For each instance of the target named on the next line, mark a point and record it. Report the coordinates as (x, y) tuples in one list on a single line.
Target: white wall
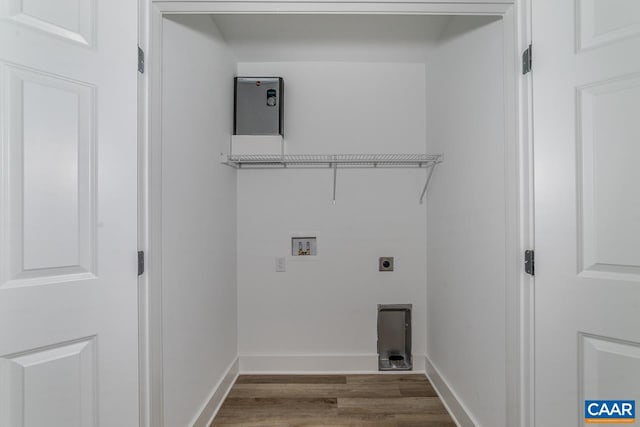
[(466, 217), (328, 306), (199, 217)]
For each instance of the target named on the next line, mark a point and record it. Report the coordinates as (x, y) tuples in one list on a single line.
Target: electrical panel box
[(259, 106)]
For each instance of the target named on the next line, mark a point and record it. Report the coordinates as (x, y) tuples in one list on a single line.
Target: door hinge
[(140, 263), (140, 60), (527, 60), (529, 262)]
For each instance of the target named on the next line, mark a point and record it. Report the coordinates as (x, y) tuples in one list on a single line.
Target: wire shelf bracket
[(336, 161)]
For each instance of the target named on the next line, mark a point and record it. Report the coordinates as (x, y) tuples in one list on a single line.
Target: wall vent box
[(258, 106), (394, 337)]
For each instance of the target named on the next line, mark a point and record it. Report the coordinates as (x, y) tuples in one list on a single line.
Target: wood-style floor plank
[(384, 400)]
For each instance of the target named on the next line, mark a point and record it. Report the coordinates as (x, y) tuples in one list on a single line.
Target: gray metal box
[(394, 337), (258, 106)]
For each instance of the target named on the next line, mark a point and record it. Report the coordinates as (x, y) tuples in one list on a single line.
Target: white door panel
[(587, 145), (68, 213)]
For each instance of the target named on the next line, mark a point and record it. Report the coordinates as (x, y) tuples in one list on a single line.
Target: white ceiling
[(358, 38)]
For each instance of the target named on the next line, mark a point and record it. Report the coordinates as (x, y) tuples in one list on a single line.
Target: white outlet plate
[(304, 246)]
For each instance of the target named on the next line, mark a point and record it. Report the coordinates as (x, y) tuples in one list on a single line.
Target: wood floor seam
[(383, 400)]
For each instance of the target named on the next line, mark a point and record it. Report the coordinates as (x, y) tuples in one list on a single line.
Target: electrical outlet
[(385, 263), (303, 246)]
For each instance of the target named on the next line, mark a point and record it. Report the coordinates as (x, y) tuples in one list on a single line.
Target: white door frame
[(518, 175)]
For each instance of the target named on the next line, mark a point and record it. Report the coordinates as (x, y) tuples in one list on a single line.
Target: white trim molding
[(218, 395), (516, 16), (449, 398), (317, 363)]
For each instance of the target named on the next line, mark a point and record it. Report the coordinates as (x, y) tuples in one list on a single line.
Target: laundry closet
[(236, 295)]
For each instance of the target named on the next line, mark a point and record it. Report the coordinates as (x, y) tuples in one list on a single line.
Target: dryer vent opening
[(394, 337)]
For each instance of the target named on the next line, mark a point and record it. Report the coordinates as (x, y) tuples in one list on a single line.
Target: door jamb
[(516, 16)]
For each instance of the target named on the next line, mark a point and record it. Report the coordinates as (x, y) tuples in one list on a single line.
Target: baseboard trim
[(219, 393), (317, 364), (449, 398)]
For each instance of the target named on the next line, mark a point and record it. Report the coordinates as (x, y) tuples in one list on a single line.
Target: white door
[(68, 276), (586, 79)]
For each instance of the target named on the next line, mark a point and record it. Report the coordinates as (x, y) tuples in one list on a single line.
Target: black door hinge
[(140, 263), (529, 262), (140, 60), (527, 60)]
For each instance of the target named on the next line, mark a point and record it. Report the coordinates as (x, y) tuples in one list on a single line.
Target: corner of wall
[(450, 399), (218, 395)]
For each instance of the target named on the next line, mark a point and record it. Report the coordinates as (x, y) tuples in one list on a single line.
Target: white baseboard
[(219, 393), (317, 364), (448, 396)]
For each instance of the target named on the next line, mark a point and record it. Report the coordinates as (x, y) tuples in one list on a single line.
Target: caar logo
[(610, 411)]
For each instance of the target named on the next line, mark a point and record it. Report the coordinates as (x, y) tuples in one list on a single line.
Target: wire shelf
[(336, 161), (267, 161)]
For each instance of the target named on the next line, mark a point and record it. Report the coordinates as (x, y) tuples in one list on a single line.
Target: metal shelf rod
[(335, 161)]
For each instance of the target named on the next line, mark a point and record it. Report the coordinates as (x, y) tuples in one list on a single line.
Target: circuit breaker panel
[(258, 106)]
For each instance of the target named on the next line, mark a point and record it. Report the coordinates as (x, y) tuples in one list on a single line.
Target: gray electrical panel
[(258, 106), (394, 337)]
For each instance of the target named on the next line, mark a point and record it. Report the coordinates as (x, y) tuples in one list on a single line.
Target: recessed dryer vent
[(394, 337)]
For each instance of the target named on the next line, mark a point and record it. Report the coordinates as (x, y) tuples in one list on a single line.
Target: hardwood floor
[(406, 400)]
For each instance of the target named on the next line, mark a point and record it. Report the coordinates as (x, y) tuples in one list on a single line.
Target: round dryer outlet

Required task
The records above are to be reproduced exactly; the pictures are to be left out.

Written response
For each instance of the target named on the next line, mark a point and record it. Report the coordinates as (x, y) tuples in one list on a single line.
Target: white wall
[(466, 217), (328, 306), (199, 217)]
For each instance of the target named on the next line, mark a point and record it. Report the coordinates as (x, y) tuples in one list on a single line.
Target: electrical panel box
[(259, 106)]
For each instance of the target named on the next line, mark a point and record it. Report the coordinates as (x, y) tuples in one list on a single line.
Target: door hinge
[(140, 263), (140, 60), (527, 60), (529, 262)]
For each instance of the target named on the next line, mark a point and record it. Report the coordinates as (x, y) tuples in one list on a single line.
Target: wire shelf bracket
[(336, 161)]
For each instance of the target named on the next line, mark a point and record it. Report the coordinates as (x, y) tuples in one list on a single line.
Target: wall vent box
[(258, 106), (394, 337)]
For each instance of the target named on the next line, mark a point and record it. Report the coordinates as (x, y) tuples in one list on a single line.
Target: wood-style floor plank
[(384, 400)]
For each instance of the target named on the next line, mark a point and record it. Report the coordinates as (x, y) tuples in one list on a single line.
Target: gray metal box
[(394, 337), (258, 106)]
For each instance of the target named on the next line, mark a point and record it. Report the coordinates as (x, y) tuples in one list on a single line.
Target: white door panel
[(587, 145), (68, 213)]
For each instance of the target named on the next line, mark a point and record it. Report the coordinates as (x, y) tuples in one list on a single line.
Target: white ceiling
[(358, 38)]
For each instance of the target named on the next line, mark a point and record it. Report the coordinates as (x, y) tuples in one list on a single line.
Target: white outlet plate
[(304, 246)]
For each instance of the target named on the next line, mark a point and record it. Report the coordinates as (x, y) tuples in one list on a single line.
Target: wood floor seam
[(383, 400)]
For each instance of the target named on the next line, mark a point and record it. Report the coordinates as (x, y) tuples in one list on a single line.
Target: electrical outlet
[(385, 263), (303, 246)]
For each instance of the target named on the next line, mark a point and record it. Report the coordinates as (x, y) tuples in one list on a single line.
Target: white door frame
[(518, 175)]
For each instance of the target named on the next line, mark a point and record it. Report the coordinates as (x, y) tuples in one list on a single line.
Target: white trim molding
[(218, 395), (516, 16), (449, 398), (317, 363)]
For each instance of the target named on the next line, mark a point and record it. Report the coordinates as (x, y) tuples in one list on a single line.
Target: laundry closet
[(236, 295)]
For each instance of the target named on the next line, mark a point and record it. Report the coordinates as (x, y) tuples in one list on a single line.
Target: dryer vent opening
[(394, 337)]
For each instance of the target named on the next line, mark a point and record it. Report the coordinates as (x, y) tuples in one list on a single line.
Target: door jamb
[(516, 16)]
For each instance of the target named on the next line, mark a point and record it. Report the coordinates as (x, y) tuples in one list on a single line.
Target: baseboard trim
[(219, 393), (317, 364), (449, 398)]
For each instance of the target named on the next line, mark a point and record it. Report the coordinates as (x, y) tuples in one list on a single line.
Target: white door
[(68, 276), (586, 79)]
For each instance of the target named on the next line, mark a point and record it. Report the coordinates as (x, y) tuples in one list on a single line.
Target: black door hinge
[(140, 263), (529, 262), (140, 60), (527, 60)]
For each instance of the target named on the next line, mark a point and record it. Report the coordinates as (x, y) tuples in one list on a single line.
Target: corner of wall
[(450, 399), (218, 395)]
For each instance of the target named on the next line, mark a point and record it. Report the coordinates as (x, y) tuples in one list on a single line.
Target: white baseboard
[(219, 393), (317, 364), (448, 396)]
For each instance of the target named on the next line, mark a point and record it. Report the coordinates as (x, y) tuples in one list on a single line.
Target: caar logo
[(610, 411)]
For each instance of the target named on the next line, mark a point and record it. Report the coordinates as (x, y) tuples in one list on a single line.
Target: wire shelf
[(336, 161), (267, 161)]
For each instance of the target named on the next line, mark a point and record it. Report the coordinates as (x, y) tuples in one list on a single line.
Target: metal shelf rod
[(335, 161)]
For each instance of the target named on the next line, mark a point and record it. Report the coordinates as (x, y) tuples in one list on a single line.
Target: circuit breaker panel
[(258, 106)]
For each instance of the target named on the next line, mark a point and record it. Report the coordinates as (x, y) tuples in one list on a single line.
Target: gray electrical panel
[(258, 106), (394, 337)]
For each instance of the target named on the next line, mark a point and record it. Report the coordinates as (x, y) tuples in one list on a single line.
Target: recessed dryer vent
[(394, 337)]
For each instance of the target named on the next line, mark a point and record it. Report the coordinates as (x, y) tuples in one list on a single line.
Target: hardwood floor
[(406, 400)]
For each instance of the target named on the next line, mark a point and record it. Report the coordinates as (x, y) tuples in one list on a single line.
Target: round dryer outlet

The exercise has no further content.